>> Start Excerpt

# The Clique (invite only)



## Retsu (Dec 24, 2008)

We are The Clique and our only goal in life is to make your experience here *a living hell*.

_Awesomenocity Members:_


 Retsu
 Dezzuu
 Scizor
Verne
Xikaze
Number 100 <--- finally someone with more than one word in their name!


----------



## Zuu (Dec 24, 2008)

>>> invited = 1
>>> *if* invited:
...        *print* "I'm joining."
...
I'm joining.


----------



## Scizor (Dec 24, 2008)

Nomnomnomnomnom.


----------



## octobr (Dec 24, 2008)

Fags.


----------



## xkze (Dec 24, 2008)

you guys are mean!! cool!!


----------



## Abwayax (Dec 24, 2008)

I assume I'm invited so I might as well join


----------



## Zuu (Dec 24, 2008)

your avatar is the shiz, Xikaze, my brother.


----------



## Alexi (Dec 24, 2008)

This is low. Creating a whole club just to mock one member of some pokemon forum for no reason other than to show the world how wonderful and cool you are! I'm proud you guys, I really am. I hope you feel like you've accomplished something. 

You know what, go on. Keep posting. Show the world what cool people you are. Show them all how many different ways you can humiliate one girl on a fucking _pokemon forum_. Go on, knock yourselves out. It'll be a bash!

And after you're done with her, you can go after me, too. And why stop there? There are plenty of other people on this forum. Pick any of them, or all of them, and have fun! I mean, it's all in good fun, no? Hell, you all may even turn on each other when you get done with each of them.

>> End Excerpt
>> Start Data provided

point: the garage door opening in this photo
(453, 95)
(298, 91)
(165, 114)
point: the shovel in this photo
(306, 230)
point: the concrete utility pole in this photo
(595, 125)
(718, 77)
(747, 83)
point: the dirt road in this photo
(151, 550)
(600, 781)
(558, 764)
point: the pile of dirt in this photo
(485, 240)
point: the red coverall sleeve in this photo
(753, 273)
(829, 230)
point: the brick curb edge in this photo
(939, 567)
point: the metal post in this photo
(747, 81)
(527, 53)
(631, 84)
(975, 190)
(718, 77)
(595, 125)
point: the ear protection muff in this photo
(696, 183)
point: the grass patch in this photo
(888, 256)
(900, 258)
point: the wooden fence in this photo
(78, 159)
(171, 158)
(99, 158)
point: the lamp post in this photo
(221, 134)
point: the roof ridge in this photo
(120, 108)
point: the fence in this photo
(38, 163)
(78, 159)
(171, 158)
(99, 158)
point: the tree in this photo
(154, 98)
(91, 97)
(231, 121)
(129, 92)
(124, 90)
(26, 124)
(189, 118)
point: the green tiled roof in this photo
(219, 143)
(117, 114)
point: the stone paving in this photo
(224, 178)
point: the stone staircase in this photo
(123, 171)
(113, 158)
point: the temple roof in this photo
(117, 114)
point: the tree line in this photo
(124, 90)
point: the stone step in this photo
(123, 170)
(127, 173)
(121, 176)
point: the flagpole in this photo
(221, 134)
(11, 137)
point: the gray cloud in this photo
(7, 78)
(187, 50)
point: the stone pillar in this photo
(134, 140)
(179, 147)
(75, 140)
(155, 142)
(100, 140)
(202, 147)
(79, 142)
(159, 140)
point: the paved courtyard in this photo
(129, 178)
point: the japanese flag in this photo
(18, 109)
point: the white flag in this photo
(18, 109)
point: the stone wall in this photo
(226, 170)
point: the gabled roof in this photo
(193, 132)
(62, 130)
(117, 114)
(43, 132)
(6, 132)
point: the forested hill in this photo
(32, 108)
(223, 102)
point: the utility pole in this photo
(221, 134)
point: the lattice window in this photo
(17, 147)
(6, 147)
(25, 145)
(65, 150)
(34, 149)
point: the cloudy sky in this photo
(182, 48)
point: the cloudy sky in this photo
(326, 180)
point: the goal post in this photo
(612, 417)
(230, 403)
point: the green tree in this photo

>> End Data provided

### What this exercise asks
A. Reproduce the forum thread about The Clique in full, word for word.
B. Rewrite only the lines of the records from the one containing "point: the gabled roof in this photo" through the end of the records, both ends included, with "cloudy sky" switched to "overcast sky" and nothing else changed.

### Solved tasks
A.
# The Clique (invite only)



## Retsu (Dec 24, 2008)

We are The Clique and our only goal in life is to make your experience here *a living hell*.

_Awesomenocity Members:_


 Retsu
 Dezzuu
 Scizor
Verne
Xikaze
Number 100 <--- finally someone with more than one word in their name!


----------



## Zuu (Dec 24, 2008)

>>> invited = 1
>>> *if* invited:
...        *print* "I'm joining."
...
I'm joining.


----------



## Scizor (Dec 24, 2008)

Nomnomnomnomnom.


----------



## octobr (Dec 24, 2008)

Fags.


----------



## xkze (Dec 24, 2008)

you guys are mean!! cool!!


----------



## Abwayax (Dec 24, 2008)

I assume I'm invited so I might as well join


----------



## Zuu (Dec 24, 2008)

your avatar is the shiz, Xikaze, my brother.


----------



## Alexi (Dec 24, 2008)

This is low. Creating a whole club just to mock one member of some pokemon forum for no reason other than to show the world how wonderful and cool you are! I'm proud you guys, I really am. I hope you feel like you've accomplished something. 

You know what, go on. Keep posting. Show the world what cool people you are. Show them all how many different ways you can humiliate one girl on a fucking _pokemon forum_. Go on, knock yourselves out. It'll be a bash!

And after you're done with her, you can go after me, too. And why stop there? There are plenty of other people on this forum. Pick any of them, or all of them, and have fun! I mean, it's all in good fun, no? Hell, you all may even turn on each other when you get done with each of them.

B.
point: the gabled roof in this photo
(193, 132)
(62, 130)
(117, 114)
(43, 132)
(6, 132)
point: the forested hill in this photo
(32, 108)
(223, 102)
point: the utility pole in this photo
(221, 134)
point: the lattice window in this photo
(17, 147)
(6, 147)
(25, 145)
(65, 150)
(34, 149)
point: the overcast sky in this photo
(182, 48)
point: the overcast sky in this photo
(326, 180)
point: the goal post in this photo
(612, 417)
(230, 403)
point: the green tree in this photo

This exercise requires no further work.